■ Text to read ■

▬▬▬▬▬▬▬▬▬▬

An essay by Gracie of Sex Kitten




     When Java asked me to write about why women 'love the vintage babes,' I first thought he was joking. After all, he's The Java Bachelor for God's sake, what can I possibly tell a man with this level of discriminatory taste that he, or his readers, don't already know? 
     Can I impress upon him further the divine female form? (Well, only if I press myself, or one of his lovely Cheesecake Gals up against him!)
     Can I reiterate how the standards of beauty in female form & face were idealized in days gone by? (Surely he doesn't want a lesson in Western History--unless it's a wanton lesson including samples in the flesh!)
     But then it occurred to me, the adoration of the female form is not a pleasure reserved only for straight men, lesbian women, & drag queens. These women are adored & admired for more than their heightened & glossed cultural standards of beauty. To be sure, we wish to emulate those legendary looks, in order to get those lusty looks, but there is so much more to it than that. 
     For the feminists among us, these legends mark cultural moments in our societies.  Each legendary 'babe' may have had the spotlight on the stage & a flashlight on her photo under the covers, but she is also a beacon of light into the roles of women.
     As her figure & face set standards of beauty, her behaviors broke the rules.  Even the masters of the innocent girl next door look were viewed as scandalous as strippers--Any model showing skin & smile was sexually aggressive to pose for such publications. She was provocative in the true sense of the word, stimulating controversy along with arousal.  But as she used her sexuality to move herself forward, was she pushing the women's movement back at the same time? 
     Mae West & Jean Harlow made names for themselves based on their sexual aggression. They pushed the envelope, sending a message that women were not prey to men, but that women were hunters as well. These women are said to have 'exploited' their sexuality for fame & power, for personal gain. Some believe they were feminists, claiming their sexuality. Others see them as pawns of men--the money they earned lining the male pockets of studio heads. Were West & Harlow claiming their own sexuality, or were they only rationalizing male control? When a woman claims her sexuality, is she claiming it? Is she the 'exploiter' or the 'exploited?' Today many wonder about those very things with Third Wave Feminism.
     But these women are more than examples in some feminist herstory book. They are more than fodder for Humanists. For each legend was also a real, live human being. Each with a story of her own. 
     Female fans of femme fatales try to find the real stories of love, happiness & success. We look at their photographs and wonder, 'Was her smile real, or pasted on for self-protection?' We search through clippings, biographies & tell-all books, hoping for clues to the answers.

▬▬▬▬▬▬▬▬▬▬

■ Written request ■
Pick up the essay on why women admire the vintage pin-up legends after its final sentence and continue writing it. The listing after this essay is separate material with no connection to it.

A run of records:
▬▬▬▬▬▬▬▬▬▬

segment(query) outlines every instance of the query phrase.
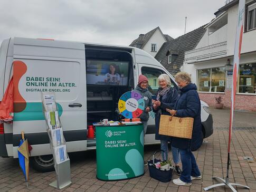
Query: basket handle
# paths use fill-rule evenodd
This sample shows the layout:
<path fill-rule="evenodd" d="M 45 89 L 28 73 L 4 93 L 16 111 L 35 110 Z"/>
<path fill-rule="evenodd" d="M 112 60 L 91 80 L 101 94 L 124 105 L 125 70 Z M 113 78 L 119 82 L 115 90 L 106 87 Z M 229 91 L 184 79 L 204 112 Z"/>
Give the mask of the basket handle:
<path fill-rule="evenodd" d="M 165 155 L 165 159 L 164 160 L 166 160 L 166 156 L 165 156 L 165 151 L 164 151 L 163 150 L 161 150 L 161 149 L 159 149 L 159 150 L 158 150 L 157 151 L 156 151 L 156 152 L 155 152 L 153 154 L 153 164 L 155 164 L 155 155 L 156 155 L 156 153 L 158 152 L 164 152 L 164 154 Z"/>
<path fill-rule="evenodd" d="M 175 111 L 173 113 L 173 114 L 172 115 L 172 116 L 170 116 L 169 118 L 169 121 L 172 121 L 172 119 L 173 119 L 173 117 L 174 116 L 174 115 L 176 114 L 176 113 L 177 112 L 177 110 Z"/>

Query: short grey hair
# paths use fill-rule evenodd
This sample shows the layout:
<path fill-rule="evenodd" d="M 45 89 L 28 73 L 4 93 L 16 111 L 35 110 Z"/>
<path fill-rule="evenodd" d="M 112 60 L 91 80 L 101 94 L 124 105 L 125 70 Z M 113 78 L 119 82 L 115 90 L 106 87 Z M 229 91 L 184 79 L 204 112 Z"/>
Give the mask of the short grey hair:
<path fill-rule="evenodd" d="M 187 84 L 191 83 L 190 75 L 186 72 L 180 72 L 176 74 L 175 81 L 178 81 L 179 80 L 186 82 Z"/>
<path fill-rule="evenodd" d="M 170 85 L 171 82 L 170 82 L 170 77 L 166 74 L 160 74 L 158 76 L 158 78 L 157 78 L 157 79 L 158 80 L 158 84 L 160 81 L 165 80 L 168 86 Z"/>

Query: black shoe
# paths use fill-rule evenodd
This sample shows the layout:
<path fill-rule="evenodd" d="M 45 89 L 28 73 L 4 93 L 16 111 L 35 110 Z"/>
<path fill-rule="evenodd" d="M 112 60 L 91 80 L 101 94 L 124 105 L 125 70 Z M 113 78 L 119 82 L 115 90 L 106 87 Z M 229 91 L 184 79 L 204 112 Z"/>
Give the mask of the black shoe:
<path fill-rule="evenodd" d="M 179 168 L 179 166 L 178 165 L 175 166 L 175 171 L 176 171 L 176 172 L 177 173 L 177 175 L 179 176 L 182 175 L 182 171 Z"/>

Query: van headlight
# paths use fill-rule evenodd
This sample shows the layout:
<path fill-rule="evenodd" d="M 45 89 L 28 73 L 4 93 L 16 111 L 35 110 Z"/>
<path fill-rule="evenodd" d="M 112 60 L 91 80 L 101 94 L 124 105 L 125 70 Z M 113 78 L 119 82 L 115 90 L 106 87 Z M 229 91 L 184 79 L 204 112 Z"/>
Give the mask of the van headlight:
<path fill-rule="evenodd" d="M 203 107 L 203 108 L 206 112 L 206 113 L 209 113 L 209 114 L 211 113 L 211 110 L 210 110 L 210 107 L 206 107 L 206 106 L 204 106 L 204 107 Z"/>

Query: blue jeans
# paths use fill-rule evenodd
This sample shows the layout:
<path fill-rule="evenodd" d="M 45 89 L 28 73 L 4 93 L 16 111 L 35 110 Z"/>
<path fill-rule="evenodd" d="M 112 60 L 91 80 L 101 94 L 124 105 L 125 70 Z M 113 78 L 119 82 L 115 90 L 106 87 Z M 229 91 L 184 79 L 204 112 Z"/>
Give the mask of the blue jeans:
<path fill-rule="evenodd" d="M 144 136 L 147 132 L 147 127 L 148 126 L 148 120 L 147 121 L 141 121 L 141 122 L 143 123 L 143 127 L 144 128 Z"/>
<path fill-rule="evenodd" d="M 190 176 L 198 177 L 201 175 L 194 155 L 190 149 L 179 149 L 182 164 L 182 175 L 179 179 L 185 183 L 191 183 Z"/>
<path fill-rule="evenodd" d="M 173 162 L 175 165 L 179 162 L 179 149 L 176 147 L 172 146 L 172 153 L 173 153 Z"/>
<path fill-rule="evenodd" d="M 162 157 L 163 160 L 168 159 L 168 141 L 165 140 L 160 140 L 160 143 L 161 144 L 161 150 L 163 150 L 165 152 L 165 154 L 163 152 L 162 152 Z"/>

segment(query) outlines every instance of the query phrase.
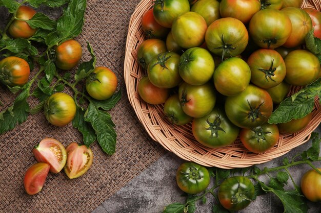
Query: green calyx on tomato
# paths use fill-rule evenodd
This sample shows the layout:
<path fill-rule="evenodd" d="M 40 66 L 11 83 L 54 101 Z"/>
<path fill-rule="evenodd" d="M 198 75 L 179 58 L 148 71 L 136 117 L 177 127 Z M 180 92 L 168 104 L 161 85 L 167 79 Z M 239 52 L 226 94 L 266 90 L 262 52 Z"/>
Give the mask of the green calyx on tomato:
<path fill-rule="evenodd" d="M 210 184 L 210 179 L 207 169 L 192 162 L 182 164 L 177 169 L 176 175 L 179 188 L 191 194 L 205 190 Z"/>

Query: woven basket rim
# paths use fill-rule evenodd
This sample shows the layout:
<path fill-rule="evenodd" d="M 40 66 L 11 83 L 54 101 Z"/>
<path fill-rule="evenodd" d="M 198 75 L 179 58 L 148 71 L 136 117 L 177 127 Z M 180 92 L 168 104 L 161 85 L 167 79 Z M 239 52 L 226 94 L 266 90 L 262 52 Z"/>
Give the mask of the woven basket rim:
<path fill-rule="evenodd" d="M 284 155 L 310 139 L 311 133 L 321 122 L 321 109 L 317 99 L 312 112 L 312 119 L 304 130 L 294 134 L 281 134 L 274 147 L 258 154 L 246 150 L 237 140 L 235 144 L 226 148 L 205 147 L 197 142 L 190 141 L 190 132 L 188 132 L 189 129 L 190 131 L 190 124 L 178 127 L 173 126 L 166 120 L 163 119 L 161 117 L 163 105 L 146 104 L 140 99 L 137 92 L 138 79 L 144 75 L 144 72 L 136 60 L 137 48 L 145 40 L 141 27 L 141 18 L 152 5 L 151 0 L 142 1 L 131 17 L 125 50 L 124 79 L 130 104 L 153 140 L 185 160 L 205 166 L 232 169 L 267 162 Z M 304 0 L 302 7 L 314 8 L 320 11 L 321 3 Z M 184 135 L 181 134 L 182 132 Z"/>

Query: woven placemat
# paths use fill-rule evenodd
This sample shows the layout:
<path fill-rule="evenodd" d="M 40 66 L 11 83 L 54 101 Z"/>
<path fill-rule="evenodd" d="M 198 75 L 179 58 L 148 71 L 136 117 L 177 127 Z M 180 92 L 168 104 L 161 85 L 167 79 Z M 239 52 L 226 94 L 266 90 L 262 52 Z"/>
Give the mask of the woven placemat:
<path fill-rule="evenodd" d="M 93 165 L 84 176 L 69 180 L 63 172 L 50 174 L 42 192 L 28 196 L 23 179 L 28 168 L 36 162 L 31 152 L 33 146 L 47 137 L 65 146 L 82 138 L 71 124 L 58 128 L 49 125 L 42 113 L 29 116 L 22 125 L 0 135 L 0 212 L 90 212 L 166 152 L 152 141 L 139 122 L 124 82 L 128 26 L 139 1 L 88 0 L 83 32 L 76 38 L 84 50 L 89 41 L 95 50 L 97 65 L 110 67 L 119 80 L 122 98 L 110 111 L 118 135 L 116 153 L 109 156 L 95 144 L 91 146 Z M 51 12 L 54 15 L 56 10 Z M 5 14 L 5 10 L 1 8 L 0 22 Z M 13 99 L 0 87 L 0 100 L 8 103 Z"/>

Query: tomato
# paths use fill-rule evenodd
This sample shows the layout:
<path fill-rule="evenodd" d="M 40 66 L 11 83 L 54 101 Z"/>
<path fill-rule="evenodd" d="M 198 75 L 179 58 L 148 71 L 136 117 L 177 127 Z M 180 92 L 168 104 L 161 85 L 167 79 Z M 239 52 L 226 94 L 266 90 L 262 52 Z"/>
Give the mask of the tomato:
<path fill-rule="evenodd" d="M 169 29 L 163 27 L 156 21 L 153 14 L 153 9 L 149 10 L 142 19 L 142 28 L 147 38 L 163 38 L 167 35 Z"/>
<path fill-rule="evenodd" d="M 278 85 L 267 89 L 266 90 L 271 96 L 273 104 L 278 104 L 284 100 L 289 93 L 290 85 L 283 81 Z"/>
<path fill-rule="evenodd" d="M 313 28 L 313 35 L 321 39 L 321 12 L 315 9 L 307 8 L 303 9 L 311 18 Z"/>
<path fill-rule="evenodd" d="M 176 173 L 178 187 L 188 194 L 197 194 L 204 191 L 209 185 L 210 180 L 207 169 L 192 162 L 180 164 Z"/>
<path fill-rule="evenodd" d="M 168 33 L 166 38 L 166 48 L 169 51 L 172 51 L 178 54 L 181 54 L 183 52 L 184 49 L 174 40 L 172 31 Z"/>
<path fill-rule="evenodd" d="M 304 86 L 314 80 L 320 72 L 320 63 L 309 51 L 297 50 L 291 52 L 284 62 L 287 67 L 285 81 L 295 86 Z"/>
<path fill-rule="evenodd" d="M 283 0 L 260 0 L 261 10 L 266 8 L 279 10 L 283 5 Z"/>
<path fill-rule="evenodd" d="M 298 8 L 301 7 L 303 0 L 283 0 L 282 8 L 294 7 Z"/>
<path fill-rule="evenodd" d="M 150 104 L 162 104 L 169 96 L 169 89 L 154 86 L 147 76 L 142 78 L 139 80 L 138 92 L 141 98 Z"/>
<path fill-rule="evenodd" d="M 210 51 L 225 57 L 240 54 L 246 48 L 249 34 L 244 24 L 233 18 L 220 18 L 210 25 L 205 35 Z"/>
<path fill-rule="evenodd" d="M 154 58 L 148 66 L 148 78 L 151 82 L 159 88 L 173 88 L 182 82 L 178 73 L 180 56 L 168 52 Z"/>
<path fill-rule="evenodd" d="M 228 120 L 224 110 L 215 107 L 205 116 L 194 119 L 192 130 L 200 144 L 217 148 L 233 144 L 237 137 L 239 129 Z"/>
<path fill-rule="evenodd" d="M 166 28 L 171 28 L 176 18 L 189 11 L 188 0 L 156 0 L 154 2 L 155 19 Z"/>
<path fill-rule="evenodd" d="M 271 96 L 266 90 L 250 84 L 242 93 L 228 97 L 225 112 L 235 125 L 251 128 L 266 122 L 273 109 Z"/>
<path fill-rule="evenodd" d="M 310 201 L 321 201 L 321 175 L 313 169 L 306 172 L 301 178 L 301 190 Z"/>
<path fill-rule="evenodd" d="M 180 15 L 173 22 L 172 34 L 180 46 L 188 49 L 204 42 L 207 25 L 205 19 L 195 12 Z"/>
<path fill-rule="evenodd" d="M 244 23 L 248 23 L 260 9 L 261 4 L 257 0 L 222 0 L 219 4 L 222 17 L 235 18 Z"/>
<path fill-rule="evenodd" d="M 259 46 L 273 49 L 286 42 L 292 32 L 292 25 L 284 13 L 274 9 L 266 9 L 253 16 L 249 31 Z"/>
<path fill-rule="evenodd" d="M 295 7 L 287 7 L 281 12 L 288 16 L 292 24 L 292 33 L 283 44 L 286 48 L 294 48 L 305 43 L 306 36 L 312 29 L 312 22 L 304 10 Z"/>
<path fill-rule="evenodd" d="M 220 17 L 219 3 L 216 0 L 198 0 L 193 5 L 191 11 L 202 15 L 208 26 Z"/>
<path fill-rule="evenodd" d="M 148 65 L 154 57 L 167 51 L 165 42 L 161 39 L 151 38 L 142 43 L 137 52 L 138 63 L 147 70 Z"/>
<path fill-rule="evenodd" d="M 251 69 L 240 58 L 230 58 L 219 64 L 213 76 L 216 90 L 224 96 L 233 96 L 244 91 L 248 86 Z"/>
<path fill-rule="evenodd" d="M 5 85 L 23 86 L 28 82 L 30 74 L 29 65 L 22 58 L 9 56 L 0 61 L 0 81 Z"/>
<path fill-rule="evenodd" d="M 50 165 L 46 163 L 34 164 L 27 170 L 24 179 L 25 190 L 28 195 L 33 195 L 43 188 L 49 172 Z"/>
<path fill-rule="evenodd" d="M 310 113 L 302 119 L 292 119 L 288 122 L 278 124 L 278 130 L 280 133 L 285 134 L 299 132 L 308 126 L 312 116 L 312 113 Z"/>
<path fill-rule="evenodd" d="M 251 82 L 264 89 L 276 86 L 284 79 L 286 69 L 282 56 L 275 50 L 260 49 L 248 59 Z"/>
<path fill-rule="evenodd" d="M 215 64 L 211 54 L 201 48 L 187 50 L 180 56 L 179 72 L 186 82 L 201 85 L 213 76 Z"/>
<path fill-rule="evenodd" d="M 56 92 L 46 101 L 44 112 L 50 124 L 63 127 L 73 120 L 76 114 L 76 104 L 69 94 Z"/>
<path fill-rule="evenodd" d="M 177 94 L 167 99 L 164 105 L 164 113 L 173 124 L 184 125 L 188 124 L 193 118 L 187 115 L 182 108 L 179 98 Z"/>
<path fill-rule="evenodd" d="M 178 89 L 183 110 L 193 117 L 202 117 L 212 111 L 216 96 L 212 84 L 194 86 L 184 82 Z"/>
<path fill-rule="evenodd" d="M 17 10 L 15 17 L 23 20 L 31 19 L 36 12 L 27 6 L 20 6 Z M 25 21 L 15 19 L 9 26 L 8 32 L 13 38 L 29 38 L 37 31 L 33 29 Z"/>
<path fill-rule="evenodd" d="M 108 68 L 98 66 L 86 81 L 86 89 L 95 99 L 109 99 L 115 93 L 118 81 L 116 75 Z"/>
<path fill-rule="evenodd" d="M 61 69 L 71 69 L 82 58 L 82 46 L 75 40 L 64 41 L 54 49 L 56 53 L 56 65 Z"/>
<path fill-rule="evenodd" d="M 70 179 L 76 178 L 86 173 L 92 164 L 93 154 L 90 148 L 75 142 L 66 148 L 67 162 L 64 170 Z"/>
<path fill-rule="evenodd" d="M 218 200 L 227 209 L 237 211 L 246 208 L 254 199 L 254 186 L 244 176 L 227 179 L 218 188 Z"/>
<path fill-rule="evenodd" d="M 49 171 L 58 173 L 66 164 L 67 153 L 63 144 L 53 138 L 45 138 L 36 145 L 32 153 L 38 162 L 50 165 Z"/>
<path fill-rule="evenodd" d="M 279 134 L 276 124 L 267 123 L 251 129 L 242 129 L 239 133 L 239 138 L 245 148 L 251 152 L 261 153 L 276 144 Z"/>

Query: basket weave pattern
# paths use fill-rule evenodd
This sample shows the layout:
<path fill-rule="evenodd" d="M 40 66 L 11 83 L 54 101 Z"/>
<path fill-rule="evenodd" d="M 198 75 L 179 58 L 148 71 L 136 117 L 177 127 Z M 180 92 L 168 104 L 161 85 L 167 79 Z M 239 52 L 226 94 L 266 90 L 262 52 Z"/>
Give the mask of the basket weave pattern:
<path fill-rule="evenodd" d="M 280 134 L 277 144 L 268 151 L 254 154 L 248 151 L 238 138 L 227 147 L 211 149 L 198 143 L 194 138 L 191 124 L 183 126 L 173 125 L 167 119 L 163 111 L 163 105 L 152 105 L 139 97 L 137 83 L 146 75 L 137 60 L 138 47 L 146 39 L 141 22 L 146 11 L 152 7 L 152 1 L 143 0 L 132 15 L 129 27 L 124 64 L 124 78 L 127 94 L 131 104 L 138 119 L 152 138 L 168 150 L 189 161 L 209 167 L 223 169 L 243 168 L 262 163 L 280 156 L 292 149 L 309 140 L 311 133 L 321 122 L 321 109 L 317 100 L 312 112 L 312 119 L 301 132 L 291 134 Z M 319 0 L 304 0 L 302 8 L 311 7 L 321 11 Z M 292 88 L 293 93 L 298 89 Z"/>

▬▬▬▬▬▬▬▬▬▬

■ Result of this exercise ■
     Did Marilyn Monroe own her sexuality, or did it own her? She began her ascent to stardom reveling in the attention of her sex symbol status, but somewhere along the way, the confines of audience & studio conditional love were restraining to say the least. And her status as a sex goddess also limited her love life. Men flocked to her as Monroe the goddess, yet no lover, no husband, could live with & accept Norma Jean the person. Not even Monroe herself seemed to know what her role as a real flesh & blood woman should be.
     Was Brigitte Bardot a femme fatale, or a lost lamb? While she has lured many, she also has had three failed marriages & several suicide attempts.
     Did these women beckon or plead from these covers? As a sexpot she teased & flirted for the camera, yes. But when she broke hearts, was her own included in the tally?  The lives of Bardot & Monroe says 'yes.'
     And how did these women cope with changing cultural attitudes, changing times & and the passing of time itself? They lived in a youth obsessed culture, in a beauty fixated business, & the swish of hips does not sway the passing of time. Did stars like Bettie Page walk away from the limelight before it could reveal her dimming beauty? Or did she simply walk away, relieved to end that chapter & begin another? Some, like Mamie Van Doren, Rita Moreno, Sally Rand & Raquel Welch continued their careers. Others, like Bunny Yeager, switched to the other side of the camera. And still others, such as April Daye & Jane Dolinger, went on their ways, no longer shaking or showing their earlier money makers, living full lives away from their babe status. Sometimes they moved on with new names, seeming to just vanish.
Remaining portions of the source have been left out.